### Stored data ###
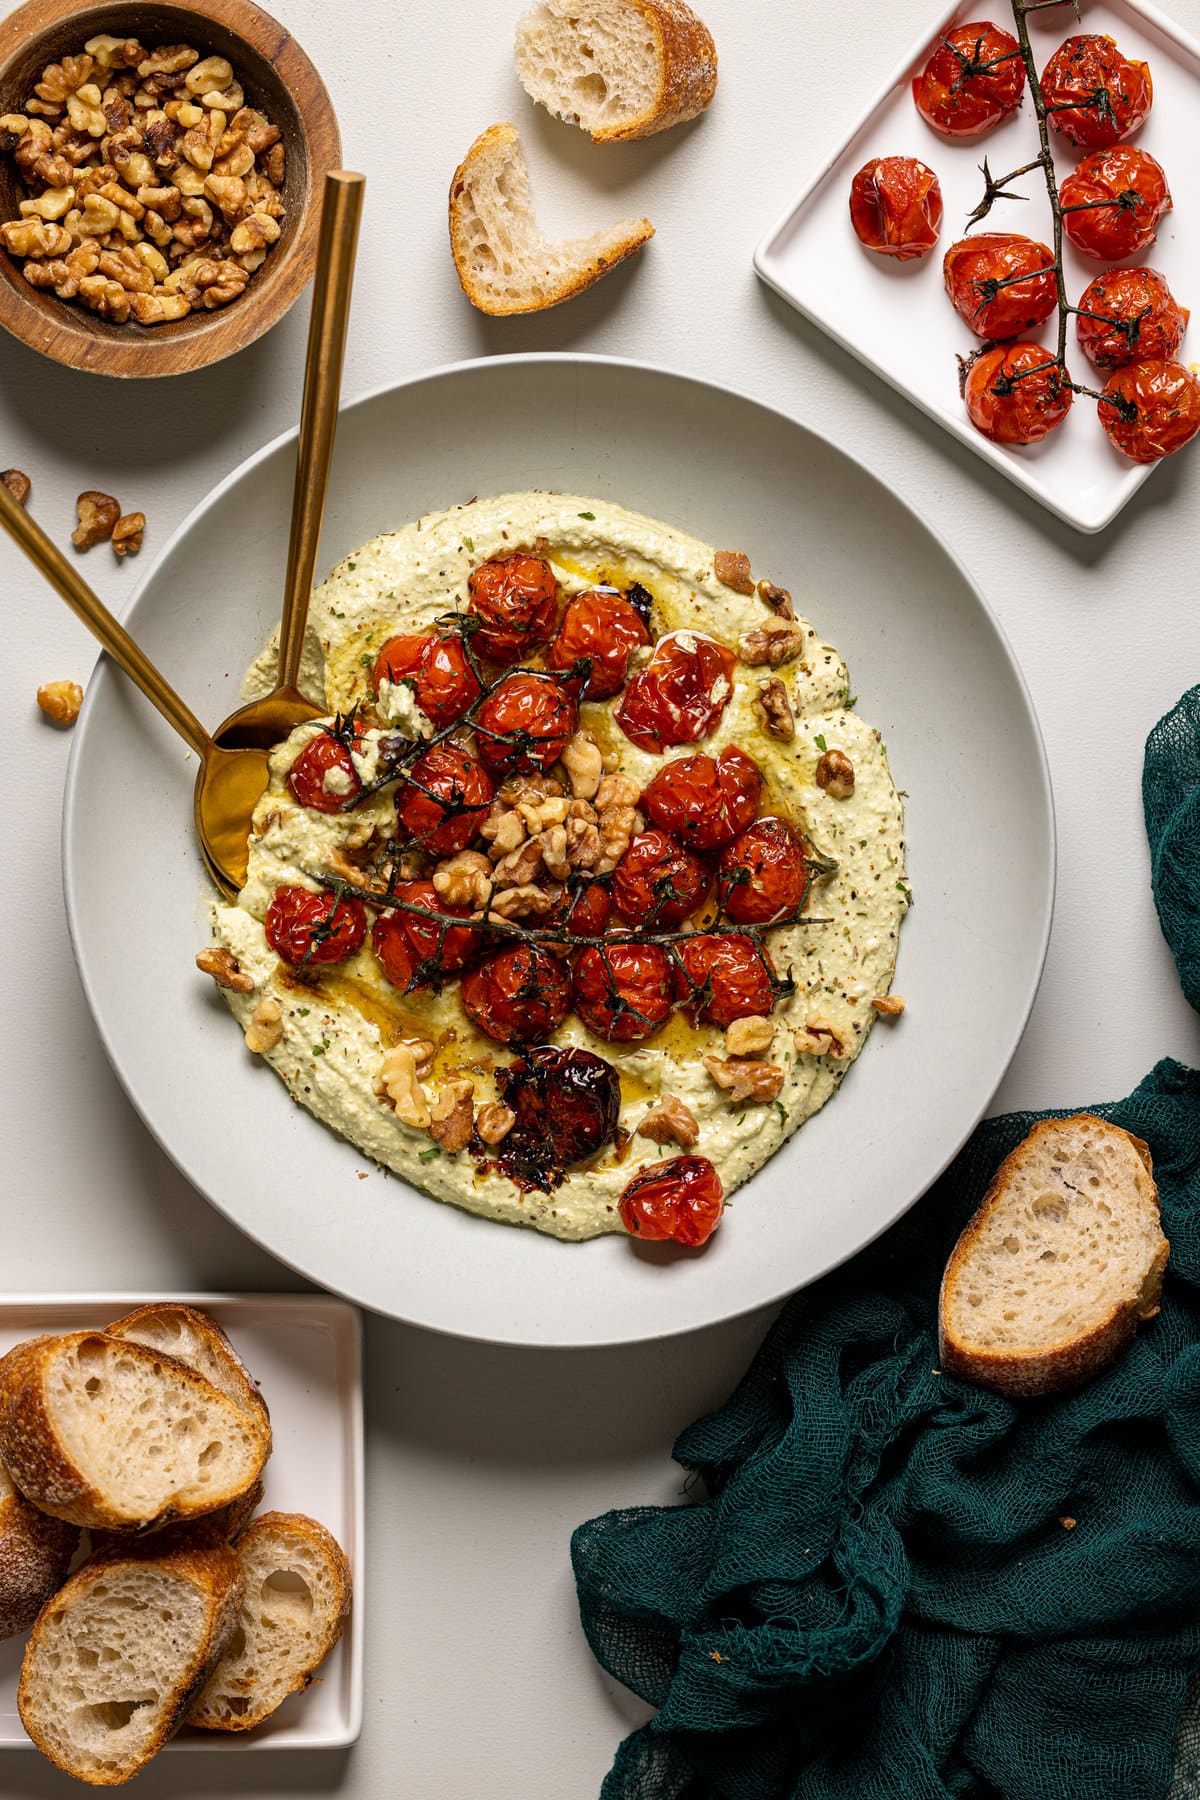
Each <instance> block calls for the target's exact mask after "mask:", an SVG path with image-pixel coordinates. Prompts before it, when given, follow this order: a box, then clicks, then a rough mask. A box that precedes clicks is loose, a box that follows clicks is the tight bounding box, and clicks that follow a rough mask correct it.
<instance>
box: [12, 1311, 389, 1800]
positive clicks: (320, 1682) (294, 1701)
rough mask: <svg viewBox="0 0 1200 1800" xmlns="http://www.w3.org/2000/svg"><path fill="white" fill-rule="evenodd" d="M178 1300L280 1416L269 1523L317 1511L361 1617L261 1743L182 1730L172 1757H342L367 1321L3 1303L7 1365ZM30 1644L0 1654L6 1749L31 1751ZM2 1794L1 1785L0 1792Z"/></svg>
mask: <svg viewBox="0 0 1200 1800" xmlns="http://www.w3.org/2000/svg"><path fill="white" fill-rule="evenodd" d="M167 1298H169V1300H180V1301H184V1303H185V1305H189V1307H200V1309H201V1310H205V1312H210V1314H212V1318H214V1319H218V1321H219V1325H221V1327H223V1328H225V1330H227V1332H228V1336H230V1339H232V1343H234V1346H236V1348H237V1352H239V1355H241V1357H245V1363H246V1366H248V1370H250V1373H252V1375H254V1379H255V1381H257V1382H259V1386H261V1390H263V1397H264V1400H266V1404H268V1408H270V1415H272V1433H273V1451H272V1456H270V1462H268V1463H266V1471H264V1483H266V1492H264V1496H263V1507H261V1510H263V1512H268V1510H281V1512H308V1514H309V1516H311V1517H315V1519H320V1523H322V1525H324V1526H327V1530H331V1532H333V1535H335V1537H336V1541H338V1543H340V1544H342V1548H344V1550H345V1555H347V1557H349V1564H351V1575H353V1582H354V1606H353V1613H351V1618H349V1624H347V1627H345V1633H344V1634H342V1642H340V1643H338V1645H336V1649H335V1651H333V1654H331V1656H329V1660H327V1661H326V1665H324V1667H322V1670H320V1676H318V1679H317V1681H315V1683H313V1687H309V1690H308V1692H306V1694H293V1696H290V1699H286V1701H284V1703H282V1706H281V1708H279V1712H277V1714H275V1715H273V1717H272V1719H266V1721H264V1723H263V1724H261V1726H257V1728H255V1730H254V1732H193V1730H187V1728H184V1730H182V1732H180V1733H178V1735H176V1737H175V1739H173V1741H171V1742H169V1744H167V1746H166V1751H164V1753H166V1755H171V1753H175V1751H180V1750H203V1751H209V1753H214V1755H219V1753H227V1755H228V1753H232V1751H248V1750H250V1751H266V1750H336V1748H344V1746H345V1744H353V1742H354V1741H356V1737H358V1733H360V1730H362V1688H363V1672H362V1645H363V1609H362V1589H363V1422H362V1321H360V1314H358V1310H356V1309H354V1307H349V1305H347V1303H345V1301H344V1300H331V1298H327V1296H326V1294H169V1296H167V1294H137V1292H130V1294H22V1296H14V1294H7V1296H0V1354H4V1352H5V1350H11V1348H13V1345H16V1343H22V1341H23V1339H25V1337H34V1336H38V1334H40V1332H70V1330H86V1328H97V1327H103V1325H110V1323H112V1321H113V1319H119V1318H121V1314H122V1312H130V1310H131V1309H133V1307H139V1305H146V1303H148V1301H151V1300H167ZM23 1649H25V1638H11V1640H9V1642H5V1643H0V1748H2V1750H16V1748H25V1750H32V1744H31V1742H29V1737H27V1735H25V1732H23V1728H22V1721H20V1717H18V1714H16V1681H18V1674H20V1667H22V1654H23ZM2 1787H4V1784H2V1782H0V1789H2Z"/></svg>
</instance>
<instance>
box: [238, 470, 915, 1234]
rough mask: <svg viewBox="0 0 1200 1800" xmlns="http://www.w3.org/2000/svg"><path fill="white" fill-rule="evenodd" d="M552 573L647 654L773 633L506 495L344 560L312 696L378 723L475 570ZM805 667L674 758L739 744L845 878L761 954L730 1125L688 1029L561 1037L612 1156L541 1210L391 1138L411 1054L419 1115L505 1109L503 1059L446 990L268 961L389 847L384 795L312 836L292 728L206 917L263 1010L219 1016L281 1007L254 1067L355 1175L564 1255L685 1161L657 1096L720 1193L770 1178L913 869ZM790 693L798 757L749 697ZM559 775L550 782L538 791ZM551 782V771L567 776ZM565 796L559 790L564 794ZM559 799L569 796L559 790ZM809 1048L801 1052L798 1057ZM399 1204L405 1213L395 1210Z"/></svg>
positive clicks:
###
A single number, please: how many lines in the data above contain the string "positive"?

> [Problem solution]
2